[Detection examples]
************
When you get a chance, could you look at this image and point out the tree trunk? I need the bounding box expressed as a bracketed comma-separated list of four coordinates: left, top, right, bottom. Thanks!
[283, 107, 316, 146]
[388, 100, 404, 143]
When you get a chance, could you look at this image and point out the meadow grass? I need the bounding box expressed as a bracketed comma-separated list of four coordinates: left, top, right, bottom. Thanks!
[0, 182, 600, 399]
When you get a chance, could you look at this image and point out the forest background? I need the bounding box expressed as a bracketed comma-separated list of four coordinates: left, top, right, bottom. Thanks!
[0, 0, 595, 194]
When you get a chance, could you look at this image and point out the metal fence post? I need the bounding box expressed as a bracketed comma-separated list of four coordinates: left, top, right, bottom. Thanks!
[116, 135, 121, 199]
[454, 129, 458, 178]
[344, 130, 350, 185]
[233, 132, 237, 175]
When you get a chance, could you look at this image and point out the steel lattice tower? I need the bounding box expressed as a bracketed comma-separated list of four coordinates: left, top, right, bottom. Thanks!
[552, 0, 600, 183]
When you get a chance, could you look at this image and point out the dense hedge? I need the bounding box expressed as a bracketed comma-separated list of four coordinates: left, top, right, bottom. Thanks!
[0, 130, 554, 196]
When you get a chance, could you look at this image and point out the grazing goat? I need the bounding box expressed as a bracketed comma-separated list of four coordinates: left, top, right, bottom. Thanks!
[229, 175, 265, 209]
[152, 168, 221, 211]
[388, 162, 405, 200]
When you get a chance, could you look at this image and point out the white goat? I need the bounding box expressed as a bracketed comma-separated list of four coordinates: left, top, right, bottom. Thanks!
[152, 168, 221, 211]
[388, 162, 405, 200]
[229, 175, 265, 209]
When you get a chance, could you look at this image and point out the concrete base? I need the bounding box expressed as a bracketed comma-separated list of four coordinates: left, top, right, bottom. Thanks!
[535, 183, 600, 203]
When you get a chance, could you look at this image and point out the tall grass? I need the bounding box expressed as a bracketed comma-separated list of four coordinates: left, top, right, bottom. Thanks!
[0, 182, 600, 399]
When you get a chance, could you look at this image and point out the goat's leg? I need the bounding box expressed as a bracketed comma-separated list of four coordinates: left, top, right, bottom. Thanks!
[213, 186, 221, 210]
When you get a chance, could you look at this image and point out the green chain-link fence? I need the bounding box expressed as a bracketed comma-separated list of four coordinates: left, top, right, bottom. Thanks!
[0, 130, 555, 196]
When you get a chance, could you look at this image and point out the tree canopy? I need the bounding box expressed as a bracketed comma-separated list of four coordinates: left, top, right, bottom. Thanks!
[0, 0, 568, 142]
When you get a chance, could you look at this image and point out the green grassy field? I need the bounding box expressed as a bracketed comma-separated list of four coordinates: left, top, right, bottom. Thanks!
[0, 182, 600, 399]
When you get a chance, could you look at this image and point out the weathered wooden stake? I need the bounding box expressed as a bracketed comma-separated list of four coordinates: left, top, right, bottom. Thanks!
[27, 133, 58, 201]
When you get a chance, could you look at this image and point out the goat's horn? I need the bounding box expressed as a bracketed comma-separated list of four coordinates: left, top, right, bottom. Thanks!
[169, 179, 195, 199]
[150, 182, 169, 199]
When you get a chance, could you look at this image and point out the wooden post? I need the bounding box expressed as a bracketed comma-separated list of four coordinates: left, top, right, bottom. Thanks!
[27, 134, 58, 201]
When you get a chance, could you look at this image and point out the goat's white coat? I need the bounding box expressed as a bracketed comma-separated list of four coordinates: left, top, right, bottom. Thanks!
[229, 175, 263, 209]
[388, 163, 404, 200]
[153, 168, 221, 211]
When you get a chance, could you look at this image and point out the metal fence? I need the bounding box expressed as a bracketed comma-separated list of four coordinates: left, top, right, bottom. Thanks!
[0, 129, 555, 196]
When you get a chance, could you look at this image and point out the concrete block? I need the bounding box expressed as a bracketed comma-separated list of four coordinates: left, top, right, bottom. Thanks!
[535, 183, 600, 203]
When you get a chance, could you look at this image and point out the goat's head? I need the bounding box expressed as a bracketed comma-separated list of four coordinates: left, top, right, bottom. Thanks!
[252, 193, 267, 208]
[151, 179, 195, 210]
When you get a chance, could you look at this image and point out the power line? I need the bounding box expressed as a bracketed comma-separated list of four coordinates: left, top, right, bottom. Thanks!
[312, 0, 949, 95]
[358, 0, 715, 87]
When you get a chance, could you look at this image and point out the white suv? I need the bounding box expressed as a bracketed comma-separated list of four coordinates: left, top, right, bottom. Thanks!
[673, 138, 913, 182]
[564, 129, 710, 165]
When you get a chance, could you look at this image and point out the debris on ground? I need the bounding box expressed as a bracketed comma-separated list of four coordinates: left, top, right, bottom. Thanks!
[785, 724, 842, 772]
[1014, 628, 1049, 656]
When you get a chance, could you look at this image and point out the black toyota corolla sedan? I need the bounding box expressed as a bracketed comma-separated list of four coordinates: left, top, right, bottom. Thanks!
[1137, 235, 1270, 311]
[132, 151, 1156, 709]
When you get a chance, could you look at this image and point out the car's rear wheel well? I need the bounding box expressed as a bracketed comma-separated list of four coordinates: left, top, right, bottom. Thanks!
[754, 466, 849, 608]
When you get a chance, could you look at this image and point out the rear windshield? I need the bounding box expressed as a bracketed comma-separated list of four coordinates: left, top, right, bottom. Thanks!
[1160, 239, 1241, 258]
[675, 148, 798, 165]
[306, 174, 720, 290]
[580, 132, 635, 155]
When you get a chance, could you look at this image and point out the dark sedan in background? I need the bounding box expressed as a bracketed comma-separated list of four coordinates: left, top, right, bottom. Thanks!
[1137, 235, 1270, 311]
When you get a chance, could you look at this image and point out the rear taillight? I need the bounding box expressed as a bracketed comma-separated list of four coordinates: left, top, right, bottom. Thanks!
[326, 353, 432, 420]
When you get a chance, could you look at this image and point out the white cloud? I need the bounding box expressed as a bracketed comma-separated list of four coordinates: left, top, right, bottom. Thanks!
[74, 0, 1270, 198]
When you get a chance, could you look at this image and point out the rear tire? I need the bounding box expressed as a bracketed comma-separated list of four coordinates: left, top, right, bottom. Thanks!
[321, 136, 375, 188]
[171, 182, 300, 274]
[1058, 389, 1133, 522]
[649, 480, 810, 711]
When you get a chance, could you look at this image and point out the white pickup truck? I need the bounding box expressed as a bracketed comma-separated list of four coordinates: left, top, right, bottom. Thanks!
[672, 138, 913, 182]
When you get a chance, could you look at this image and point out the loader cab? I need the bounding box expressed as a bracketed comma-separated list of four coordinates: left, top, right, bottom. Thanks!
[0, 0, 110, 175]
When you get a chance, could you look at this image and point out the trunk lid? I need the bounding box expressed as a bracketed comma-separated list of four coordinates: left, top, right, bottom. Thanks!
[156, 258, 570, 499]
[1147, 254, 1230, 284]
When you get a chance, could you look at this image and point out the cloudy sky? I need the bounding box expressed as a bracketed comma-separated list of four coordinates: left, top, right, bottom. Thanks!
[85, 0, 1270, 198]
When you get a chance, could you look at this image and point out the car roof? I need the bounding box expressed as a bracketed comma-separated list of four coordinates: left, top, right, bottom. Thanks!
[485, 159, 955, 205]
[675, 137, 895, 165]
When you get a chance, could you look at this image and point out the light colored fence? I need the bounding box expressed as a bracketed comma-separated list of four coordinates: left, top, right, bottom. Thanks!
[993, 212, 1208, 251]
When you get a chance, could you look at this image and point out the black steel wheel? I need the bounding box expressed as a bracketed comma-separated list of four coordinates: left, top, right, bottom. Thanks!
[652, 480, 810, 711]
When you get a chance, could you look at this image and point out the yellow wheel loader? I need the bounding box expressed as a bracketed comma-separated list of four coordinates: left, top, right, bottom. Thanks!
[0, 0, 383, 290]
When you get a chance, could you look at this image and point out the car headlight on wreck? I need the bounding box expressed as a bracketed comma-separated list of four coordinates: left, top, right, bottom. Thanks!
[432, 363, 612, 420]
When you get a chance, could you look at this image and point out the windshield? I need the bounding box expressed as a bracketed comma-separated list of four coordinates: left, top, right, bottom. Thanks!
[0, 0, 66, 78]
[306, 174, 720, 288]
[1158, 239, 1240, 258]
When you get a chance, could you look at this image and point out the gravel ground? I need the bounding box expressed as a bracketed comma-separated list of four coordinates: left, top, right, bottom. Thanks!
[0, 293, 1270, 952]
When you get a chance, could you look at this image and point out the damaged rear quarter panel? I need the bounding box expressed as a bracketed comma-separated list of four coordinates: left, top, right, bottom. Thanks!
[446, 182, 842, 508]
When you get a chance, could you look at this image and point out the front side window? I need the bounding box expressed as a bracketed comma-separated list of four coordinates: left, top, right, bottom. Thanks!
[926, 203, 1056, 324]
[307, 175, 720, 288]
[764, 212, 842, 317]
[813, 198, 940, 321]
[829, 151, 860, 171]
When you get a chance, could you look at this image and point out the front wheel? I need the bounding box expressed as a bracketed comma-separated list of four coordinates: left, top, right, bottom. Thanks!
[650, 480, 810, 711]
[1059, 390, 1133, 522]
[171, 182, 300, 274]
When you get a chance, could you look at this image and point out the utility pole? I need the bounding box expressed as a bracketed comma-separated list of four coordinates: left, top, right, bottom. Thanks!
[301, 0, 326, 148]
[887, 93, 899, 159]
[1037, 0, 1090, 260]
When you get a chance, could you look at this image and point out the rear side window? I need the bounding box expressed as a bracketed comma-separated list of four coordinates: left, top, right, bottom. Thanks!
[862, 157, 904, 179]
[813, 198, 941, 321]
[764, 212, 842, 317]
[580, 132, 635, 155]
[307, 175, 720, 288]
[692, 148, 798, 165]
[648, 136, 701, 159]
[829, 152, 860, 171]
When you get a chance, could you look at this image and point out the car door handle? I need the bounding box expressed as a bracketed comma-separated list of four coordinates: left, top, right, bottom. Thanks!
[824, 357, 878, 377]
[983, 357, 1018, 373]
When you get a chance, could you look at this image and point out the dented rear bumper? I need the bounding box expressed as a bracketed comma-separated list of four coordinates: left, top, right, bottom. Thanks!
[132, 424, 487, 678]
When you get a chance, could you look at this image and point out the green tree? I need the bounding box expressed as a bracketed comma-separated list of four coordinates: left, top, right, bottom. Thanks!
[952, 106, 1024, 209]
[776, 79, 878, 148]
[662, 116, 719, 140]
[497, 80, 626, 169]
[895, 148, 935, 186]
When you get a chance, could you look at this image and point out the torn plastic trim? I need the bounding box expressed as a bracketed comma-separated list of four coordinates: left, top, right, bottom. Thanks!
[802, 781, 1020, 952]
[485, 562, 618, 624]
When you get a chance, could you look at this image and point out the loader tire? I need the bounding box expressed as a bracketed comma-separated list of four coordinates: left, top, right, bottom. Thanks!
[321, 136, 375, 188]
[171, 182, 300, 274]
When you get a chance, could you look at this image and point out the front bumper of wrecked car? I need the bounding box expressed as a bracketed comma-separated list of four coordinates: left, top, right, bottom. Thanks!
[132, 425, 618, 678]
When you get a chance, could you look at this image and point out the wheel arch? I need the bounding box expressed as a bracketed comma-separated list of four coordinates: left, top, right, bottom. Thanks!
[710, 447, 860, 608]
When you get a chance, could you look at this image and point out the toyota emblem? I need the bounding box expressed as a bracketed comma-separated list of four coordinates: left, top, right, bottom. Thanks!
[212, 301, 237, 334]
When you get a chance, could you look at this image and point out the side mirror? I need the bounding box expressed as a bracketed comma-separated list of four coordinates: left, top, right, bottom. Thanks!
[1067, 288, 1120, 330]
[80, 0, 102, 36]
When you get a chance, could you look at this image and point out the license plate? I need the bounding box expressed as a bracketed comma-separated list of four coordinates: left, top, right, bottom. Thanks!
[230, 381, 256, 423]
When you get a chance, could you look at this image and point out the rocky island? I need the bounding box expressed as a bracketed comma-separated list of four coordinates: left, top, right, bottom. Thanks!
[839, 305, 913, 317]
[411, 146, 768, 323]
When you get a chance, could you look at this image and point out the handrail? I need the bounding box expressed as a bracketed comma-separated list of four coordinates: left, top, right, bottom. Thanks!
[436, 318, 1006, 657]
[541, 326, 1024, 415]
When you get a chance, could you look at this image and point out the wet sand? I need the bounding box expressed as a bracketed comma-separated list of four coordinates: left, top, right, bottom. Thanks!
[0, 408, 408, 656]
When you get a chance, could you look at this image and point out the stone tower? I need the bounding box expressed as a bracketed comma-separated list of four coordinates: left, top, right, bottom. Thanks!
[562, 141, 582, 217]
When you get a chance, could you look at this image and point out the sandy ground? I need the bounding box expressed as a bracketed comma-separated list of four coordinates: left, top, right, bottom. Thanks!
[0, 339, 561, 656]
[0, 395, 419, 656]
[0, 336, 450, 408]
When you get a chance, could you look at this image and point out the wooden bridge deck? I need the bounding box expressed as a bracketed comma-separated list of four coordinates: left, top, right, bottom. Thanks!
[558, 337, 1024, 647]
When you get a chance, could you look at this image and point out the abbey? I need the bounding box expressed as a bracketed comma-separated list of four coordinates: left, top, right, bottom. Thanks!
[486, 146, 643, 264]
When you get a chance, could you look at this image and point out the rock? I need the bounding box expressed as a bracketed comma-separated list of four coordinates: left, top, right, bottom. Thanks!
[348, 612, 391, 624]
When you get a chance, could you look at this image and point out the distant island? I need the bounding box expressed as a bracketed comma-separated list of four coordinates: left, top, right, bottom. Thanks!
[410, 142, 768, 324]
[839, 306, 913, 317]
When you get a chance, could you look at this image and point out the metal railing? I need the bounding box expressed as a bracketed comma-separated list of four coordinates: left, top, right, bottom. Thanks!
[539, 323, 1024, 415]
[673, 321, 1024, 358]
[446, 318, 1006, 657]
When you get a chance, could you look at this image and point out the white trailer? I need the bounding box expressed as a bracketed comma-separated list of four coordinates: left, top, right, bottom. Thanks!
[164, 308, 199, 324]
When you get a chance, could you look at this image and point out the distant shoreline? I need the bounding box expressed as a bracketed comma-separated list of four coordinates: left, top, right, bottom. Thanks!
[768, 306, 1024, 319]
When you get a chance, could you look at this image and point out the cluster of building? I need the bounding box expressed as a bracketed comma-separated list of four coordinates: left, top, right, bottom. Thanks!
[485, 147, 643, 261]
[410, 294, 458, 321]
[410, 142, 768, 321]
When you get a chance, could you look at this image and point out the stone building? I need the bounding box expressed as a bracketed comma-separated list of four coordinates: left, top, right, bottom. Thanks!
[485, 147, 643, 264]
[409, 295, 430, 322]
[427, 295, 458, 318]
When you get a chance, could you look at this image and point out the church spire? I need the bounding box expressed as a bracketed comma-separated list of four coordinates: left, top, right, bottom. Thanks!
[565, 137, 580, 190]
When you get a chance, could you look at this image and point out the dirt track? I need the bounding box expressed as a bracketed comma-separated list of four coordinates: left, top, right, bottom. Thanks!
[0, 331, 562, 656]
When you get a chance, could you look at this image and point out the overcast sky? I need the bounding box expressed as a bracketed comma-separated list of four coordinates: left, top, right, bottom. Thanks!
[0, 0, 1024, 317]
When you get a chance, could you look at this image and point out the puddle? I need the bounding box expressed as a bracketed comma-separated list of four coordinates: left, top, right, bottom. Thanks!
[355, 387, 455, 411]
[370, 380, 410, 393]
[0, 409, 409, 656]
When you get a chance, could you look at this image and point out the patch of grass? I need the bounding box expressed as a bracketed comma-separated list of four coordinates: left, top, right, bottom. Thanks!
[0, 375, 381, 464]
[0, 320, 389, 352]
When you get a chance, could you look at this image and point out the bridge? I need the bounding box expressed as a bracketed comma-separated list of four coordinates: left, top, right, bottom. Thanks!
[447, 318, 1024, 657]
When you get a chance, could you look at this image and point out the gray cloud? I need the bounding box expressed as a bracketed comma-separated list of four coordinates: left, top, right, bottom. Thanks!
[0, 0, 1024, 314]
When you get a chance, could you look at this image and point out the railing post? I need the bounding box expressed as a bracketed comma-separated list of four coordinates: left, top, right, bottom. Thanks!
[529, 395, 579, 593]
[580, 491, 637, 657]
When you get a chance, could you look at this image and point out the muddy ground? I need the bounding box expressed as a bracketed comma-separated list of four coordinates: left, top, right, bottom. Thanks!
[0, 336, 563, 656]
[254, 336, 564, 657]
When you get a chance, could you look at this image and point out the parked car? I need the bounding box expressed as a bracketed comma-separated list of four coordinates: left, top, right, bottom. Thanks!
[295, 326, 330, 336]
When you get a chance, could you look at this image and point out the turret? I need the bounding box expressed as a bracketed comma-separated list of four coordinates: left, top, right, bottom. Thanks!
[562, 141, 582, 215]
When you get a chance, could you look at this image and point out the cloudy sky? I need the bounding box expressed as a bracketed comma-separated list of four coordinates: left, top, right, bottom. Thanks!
************
Can you rewrite the part of the listing starting with the line that contains "out the wet" and going on through the line that contains "[486, 146, 643, 264]" as a Markdown table with the columns Row and Text, numbering each line and leaving out any blank lines?

• Written reply:
| Row | Text |
|---|---|
| 1 | When you get a chance, could you look at this image and point out the wet sand? I need the bounding box expressed as a bracketed comma-separated list of four coordinates: left, top, right, bottom. Thanks! |
| 2 | [0, 408, 408, 656] |
| 3 | When you get a chance, could you look at this image and point out the stone tower? I need the bounding box expressed as a bracketed comma-separated list of four coordinates: left, top, right, bottom. Thanks! |
| 4 | [562, 141, 582, 217] |
| 5 | When you get a chance, could you look at this image and point out the sandy ground? I need the bounding box expressed as a bracketed comma-separated list of four coordinates: left, top, right, bottom. Thanks! |
| 6 | [0, 339, 561, 656] |
| 7 | [0, 395, 419, 656] |
| 8 | [0, 336, 450, 408] |
| 9 | When you get a chance, could you look at this image and point out the wooden bridge deck? I need the bounding box expressed as a bracketed comma-separated list of four coordinates: left, top, right, bottom. Thanks! |
| 10 | [558, 337, 1024, 647] |
| 11 | When you get a chance, could you look at this image and point out the abbey? I need the bounding box expressed as a bracketed comma-separated list of four coordinates: left, top, right, bottom. Thanks! |
| 12 | [486, 146, 643, 264] |